Down to the final character, output the records below as they stand.
◆ ◆ ◆
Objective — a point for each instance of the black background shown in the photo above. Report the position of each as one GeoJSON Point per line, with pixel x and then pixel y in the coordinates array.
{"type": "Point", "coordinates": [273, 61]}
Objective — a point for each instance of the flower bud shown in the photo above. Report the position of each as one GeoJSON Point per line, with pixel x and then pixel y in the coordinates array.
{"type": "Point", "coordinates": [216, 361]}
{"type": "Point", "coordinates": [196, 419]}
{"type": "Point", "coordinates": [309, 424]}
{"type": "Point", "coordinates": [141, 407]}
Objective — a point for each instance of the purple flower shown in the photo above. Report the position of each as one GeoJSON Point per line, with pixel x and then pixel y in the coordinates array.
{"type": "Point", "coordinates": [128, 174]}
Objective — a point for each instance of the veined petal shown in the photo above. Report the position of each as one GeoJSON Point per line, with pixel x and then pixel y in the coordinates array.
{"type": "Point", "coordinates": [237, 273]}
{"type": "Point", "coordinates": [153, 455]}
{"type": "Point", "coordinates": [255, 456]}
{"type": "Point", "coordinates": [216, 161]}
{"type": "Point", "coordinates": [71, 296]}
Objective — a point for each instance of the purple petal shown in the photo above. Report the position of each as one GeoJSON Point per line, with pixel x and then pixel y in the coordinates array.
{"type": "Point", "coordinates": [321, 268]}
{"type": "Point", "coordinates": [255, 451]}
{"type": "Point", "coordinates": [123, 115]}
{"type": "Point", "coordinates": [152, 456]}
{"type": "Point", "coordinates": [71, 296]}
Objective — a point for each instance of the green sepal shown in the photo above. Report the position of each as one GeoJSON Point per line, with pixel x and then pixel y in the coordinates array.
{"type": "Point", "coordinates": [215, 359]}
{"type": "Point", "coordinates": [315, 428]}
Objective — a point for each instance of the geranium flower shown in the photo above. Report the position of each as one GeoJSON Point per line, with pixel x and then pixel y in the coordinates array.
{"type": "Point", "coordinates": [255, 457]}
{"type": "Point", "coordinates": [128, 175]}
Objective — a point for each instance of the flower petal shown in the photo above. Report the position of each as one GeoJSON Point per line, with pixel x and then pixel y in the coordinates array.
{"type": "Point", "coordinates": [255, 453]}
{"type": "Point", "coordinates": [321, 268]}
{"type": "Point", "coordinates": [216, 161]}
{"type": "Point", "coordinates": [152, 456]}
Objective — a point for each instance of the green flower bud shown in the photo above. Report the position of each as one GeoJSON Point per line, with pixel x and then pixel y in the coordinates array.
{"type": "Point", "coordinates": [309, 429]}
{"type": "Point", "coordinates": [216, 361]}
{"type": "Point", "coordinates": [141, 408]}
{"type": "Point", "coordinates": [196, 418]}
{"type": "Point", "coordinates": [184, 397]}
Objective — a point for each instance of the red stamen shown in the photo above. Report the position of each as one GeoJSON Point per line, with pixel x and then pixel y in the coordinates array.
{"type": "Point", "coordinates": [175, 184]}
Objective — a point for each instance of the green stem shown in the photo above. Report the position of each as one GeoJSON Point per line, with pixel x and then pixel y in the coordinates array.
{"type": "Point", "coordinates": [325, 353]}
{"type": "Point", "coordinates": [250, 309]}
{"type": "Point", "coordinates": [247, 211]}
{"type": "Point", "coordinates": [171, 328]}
◆ ◆ ◆
Answer area.
Objective — a point for each instance of the black background shown in the photo above. Report the position of each as one GeoJSON Point per line, with pixel x and then pixel y in the coordinates array.
{"type": "Point", "coordinates": [273, 61]}
Objective — a point for each instance of the flower bud shown in the photo above. Report the position of each as one GeoJSON Point per line, with pixel x and then pixel y in the coordinates array.
{"type": "Point", "coordinates": [216, 361]}
{"type": "Point", "coordinates": [196, 419]}
{"type": "Point", "coordinates": [309, 424]}
{"type": "Point", "coordinates": [141, 407]}
Objective — a point for each instance of the purple flower shown in the photo above. Report the position of each as one GeoJSON Point per line, with pixel x and then pixel y in the coordinates array.
{"type": "Point", "coordinates": [128, 174]}
Objective — a point for each instance of the veined petal shown in the photo above. Report the position of each as one GeoJSON Point per line, with pixel x and then pixel y in the coordinates array.
{"type": "Point", "coordinates": [237, 273]}
{"type": "Point", "coordinates": [153, 455]}
{"type": "Point", "coordinates": [255, 456]}
{"type": "Point", "coordinates": [216, 161]}
{"type": "Point", "coordinates": [71, 296]}
Objective — a point for each instance of the purple petal shown in the photo above. Report the position of each as one GeoJSON Point per line, with pixel x and then pixel y in the coordinates array.
{"type": "Point", "coordinates": [321, 268]}
{"type": "Point", "coordinates": [255, 451]}
{"type": "Point", "coordinates": [123, 115]}
{"type": "Point", "coordinates": [152, 456]}
{"type": "Point", "coordinates": [71, 296]}
Objective — a point for each instance of the green sepal shown in the photo above. Report the position of each as one GeoJSON Point per line, with pixel x and then pixel y in the coordinates array.
{"type": "Point", "coordinates": [215, 359]}
{"type": "Point", "coordinates": [315, 428]}
Objective — a point for each instance of the geranium flower shown in the photo above. Report the position of each as one GeoJSON Point per line, with pixel x and then pixel y in the coordinates array.
{"type": "Point", "coordinates": [255, 457]}
{"type": "Point", "coordinates": [128, 175]}
Objective — a point for each instance of the flower petal shown in the photo above. Report the position of each as one GeoJSON Point per line, with pixel x and then pixel y in the coordinates array.
{"type": "Point", "coordinates": [255, 453]}
{"type": "Point", "coordinates": [321, 268]}
{"type": "Point", "coordinates": [216, 161]}
{"type": "Point", "coordinates": [152, 456]}
Objective — a point for each instance of the green flower bud shown in the photo above. Report the position of each as one GeoJSON Point per line, with pixel x and then pixel y in the coordinates array.
{"type": "Point", "coordinates": [309, 429]}
{"type": "Point", "coordinates": [216, 361]}
{"type": "Point", "coordinates": [141, 408]}
{"type": "Point", "coordinates": [196, 418]}
{"type": "Point", "coordinates": [184, 397]}
Objective — a point for each instance of the red stamen shown in the photo above. Report the position of each as one GeoJSON Point per line, with pixel x and then pixel y in the coordinates array.
{"type": "Point", "coordinates": [175, 184]}
Objective — a point for each instance of the green stem shown in the photo above. Report the position of each as one GeoJSON Point per line, with pixel x and then pixel y in the coordinates array.
{"type": "Point", "coordinates": [325, 353]}
{"type": "Point", "coordinates": [250, 309]}
{"type": "Point", "coordinates": [247, 211]}
{"type": "Point", "coordinates": [171, 328]}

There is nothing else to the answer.